── Study material ──

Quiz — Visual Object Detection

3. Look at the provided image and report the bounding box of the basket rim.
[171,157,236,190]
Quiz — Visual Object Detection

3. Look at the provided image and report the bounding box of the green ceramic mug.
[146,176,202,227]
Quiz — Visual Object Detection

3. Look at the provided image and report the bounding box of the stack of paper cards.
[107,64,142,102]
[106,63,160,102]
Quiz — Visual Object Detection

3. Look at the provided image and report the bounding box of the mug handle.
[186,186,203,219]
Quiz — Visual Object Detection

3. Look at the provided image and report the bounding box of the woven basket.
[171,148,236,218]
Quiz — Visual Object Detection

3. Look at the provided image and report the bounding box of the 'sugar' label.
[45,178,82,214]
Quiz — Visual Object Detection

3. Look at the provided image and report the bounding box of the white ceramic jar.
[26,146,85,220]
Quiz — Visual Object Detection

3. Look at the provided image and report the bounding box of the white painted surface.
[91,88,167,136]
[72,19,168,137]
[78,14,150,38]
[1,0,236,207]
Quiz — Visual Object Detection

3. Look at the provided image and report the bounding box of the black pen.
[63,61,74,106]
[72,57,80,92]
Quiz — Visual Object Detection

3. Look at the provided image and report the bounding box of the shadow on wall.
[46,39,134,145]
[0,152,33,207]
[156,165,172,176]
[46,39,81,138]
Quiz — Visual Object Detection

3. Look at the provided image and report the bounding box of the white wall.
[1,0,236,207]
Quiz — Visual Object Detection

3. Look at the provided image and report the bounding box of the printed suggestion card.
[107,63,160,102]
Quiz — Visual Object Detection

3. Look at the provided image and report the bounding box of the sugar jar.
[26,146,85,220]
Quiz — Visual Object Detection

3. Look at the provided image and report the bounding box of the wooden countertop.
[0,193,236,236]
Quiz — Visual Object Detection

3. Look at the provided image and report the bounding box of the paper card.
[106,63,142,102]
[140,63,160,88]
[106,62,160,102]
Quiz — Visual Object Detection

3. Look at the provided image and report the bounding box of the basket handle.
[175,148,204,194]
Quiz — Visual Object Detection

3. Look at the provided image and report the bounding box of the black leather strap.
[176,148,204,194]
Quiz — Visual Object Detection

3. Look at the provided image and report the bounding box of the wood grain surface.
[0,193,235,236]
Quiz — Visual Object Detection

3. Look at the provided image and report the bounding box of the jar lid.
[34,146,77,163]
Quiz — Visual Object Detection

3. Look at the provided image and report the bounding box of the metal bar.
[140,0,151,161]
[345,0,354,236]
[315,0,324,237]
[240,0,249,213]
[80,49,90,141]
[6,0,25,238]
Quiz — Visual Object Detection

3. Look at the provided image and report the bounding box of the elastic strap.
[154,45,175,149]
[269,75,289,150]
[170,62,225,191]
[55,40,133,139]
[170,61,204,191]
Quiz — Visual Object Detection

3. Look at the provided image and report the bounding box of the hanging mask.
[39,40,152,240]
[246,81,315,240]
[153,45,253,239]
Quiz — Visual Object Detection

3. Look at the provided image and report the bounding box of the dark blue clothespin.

───

* **Your assignment**
All the records are to be transcribed exactly, with no line missing.

* **Solution for this task**
Quiz — Visual Object Detection

3. Look at the provided image and report the bounding box of the basket rim.
[171,157,236,190]
Quiz — Visual Object Detection

3. Look at the provided image and report the bounding box of the green ceramic mug.
[146,176,202,227]
Quiz — Visual Object Detection

3. Look at the provided image and report the bounding box of the stack of paper cards.
[107,64,142,102]
[106,63,160,102]
Quiz — Visual Object Detection

3. Look at the provided image and report the bounding box of the mug handle.
[186,186,203,219]
Quiz — Visual Object Detection

3. Look at the provided image and report the bounding box of the woven basket.
[171,148,236,218]
Quiz — Visual Object Detection

3. Look at the provided image and report the bounding box of the 'sugar' label.
[45,178,82,214]
Quiz — Visual Object Detection

3. Look at the provided image and report the bounding box of the white ceramic jar.
[26,146,85,220]
Quiz — Visual Object Detection

3. Look at the provided image and report the bounding box of the white painted surface.
[91,88,167,136]
[72,19,168,137]
[78,14,150,38]
[1,0,236,207]
Quiz — Visual Object Detection

3. Look at the provided image and report the bounding box of the black pen.
[63,61,74,106]
[72,57,80,92]
Quiz — Visual Object Detection

3. Look at the provided image and report the bounding box of the shadow on wall.
[46,39,134,145]
[0,152,33,207]
[156,165,172,176]
[46,39,81,138]
Quiz — Visual Object Detection

3. Look at the provided image and report the bounding box of the white wall.
[1,0,236,207]
Quiz — Visual Object Detection

3. Look at the provided image and report the bounding box of the printed suggestion card.
[107,63,160,102]
Quiz — Visual Object Detection

3. Look at the provided image and report the bounding box of the sugar jar.
[26,146,85,220]
Quiz — Visual Object Detection

3. Look at the provided image and report the bounding box of the wooden countertop.
[0,193,236,236]
Quiz — Visual Object Detection

3. Look at the provided image and report the bounding box of the paper card.
[106,63,142,102]
[140,63,160,88]
[106,62,160,102]
Quiz — Visual Object Detection

3. Look at the provided image and report the bounding box of the basket handle.
[175,148,204,194]
Quiz — Visual Object Detection

3. Look at the provided image and report the bounding box of the black leather strap.
[176,148,204,194]
Quiz — Visual Object Detection

3. Look at the provided image and report the bounding box of the wood grain surface.
[0,193,235,236]
Quiz — Visual Object Detection

3. Look at the provided image and report the bounding box of the jar lid.
[34,146,77,163]
Quiz — Visual Object Detection

3. Look at the provided image and report the bounding box of the metal bar.
[140,0,151,161]
[345,0,354,236]
[315,0,324,237]
[240,0,249,213]
[80,49,90,141]
[6,0,25,238]
Quiz — Visual Object Detection

3. Look at the provided image and report the bounding box of the elastic strap.
[154,45,175,149]
[269,75,289,150]
[170,62,225,191]
[55,40,133,139]
[170,61,204,191]
Quiz — Visual Object Detection

3. Look at the provided image and report the bounding box of the hanging mask.
[39,40,152,240]
[246,81,315,240]
[153,45,253,239]
Quiz — Visual Object Detection

3. Look at the provided image and report the bounding box of the dark blue clothespin.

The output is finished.